Directions for this task:
Reproduce the records below verbatim, starting with the line that contains "Mark the innermost point of each instance of the tree" and ending with the final line of the records, with both of those lines included. Output only that stretch.

# start of Input data

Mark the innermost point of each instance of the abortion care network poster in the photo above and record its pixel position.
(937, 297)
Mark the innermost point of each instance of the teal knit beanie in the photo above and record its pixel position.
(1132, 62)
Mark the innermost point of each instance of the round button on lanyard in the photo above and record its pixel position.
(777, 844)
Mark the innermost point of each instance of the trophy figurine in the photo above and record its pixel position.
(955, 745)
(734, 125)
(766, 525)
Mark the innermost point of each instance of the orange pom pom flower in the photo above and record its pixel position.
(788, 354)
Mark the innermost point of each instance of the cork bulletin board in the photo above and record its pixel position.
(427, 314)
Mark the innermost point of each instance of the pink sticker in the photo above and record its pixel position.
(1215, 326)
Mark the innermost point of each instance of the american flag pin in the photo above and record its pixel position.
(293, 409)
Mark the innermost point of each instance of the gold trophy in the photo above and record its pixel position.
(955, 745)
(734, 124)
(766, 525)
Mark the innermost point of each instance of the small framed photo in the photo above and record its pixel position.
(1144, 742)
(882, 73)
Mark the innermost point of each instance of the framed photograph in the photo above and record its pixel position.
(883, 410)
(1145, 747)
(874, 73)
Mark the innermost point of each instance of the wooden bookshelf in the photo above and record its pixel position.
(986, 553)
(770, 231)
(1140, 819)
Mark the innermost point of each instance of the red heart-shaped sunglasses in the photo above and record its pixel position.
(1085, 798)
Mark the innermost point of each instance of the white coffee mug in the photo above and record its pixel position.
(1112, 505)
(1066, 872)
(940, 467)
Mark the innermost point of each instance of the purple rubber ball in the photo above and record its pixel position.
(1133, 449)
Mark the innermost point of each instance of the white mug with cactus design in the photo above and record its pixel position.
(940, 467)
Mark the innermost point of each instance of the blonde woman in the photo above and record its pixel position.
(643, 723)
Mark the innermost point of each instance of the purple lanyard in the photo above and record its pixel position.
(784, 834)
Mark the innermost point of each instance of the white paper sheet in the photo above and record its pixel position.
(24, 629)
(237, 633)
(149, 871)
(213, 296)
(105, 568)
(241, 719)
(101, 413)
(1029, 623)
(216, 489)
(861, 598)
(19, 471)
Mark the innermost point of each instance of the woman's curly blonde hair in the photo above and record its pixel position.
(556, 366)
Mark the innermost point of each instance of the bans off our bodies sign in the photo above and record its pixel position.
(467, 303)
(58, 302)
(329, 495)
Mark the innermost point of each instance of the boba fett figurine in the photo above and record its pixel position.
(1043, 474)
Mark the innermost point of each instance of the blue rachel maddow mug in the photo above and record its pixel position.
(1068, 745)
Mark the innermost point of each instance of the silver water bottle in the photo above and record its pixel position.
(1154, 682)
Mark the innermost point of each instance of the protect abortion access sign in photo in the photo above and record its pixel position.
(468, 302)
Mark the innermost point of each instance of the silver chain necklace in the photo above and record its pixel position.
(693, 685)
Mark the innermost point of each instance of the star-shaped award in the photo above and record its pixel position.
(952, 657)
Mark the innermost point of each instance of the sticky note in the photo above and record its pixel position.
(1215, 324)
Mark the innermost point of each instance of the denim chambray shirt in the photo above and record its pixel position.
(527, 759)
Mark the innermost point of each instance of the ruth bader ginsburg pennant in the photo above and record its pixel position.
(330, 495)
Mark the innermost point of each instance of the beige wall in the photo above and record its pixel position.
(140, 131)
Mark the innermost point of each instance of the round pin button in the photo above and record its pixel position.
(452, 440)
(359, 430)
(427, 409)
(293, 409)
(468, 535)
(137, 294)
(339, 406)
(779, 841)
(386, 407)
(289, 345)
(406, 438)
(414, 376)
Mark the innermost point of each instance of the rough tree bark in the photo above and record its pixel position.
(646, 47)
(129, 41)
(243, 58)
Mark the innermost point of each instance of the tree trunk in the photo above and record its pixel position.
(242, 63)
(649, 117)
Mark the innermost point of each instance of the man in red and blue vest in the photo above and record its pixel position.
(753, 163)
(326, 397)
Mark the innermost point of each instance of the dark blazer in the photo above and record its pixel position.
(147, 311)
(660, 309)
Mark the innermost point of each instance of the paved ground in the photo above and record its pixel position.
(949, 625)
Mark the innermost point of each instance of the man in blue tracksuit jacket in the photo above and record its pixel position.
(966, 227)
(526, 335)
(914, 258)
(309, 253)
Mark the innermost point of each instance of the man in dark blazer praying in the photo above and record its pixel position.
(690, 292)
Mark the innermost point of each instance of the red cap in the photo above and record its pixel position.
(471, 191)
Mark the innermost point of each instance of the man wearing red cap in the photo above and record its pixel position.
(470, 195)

# end of Input data

Exercise response:
Mark the innermost point of each instance of the tree trunk in the photo above and record its pixel position.
(242, 63)
(649, 117)
Mark the innermost point of each instance of the man in red and blue vest in the photo above and record its pixel position.
(753, 163)
(326, 397)
Mark the innermost point of each instance of the dark blazer in the photo above and record its pixel position.
(147, 311)
(660, 309)
Mark the innermost point of each instance of the paved ground in the photo above and record its pixel position.
(949, 625)
Mark the innermost point of each instance of the man in blue tracksuit jacket in the photo above and record its pixel position.
(966, 227)
(526, 335)
(914, 258)
(309, 253)
Mark the innermost point of each instance of the man in dark blazer praying in the photo above and record its pixel position.
(690, 292)
Mark the innermost point of each instance of the red cap in the photo above and record its pixel position.
(471, 191)
Mark the innermost point of each instance of the man wearing red cap in the photo above and record its pixel position.
(470, 195)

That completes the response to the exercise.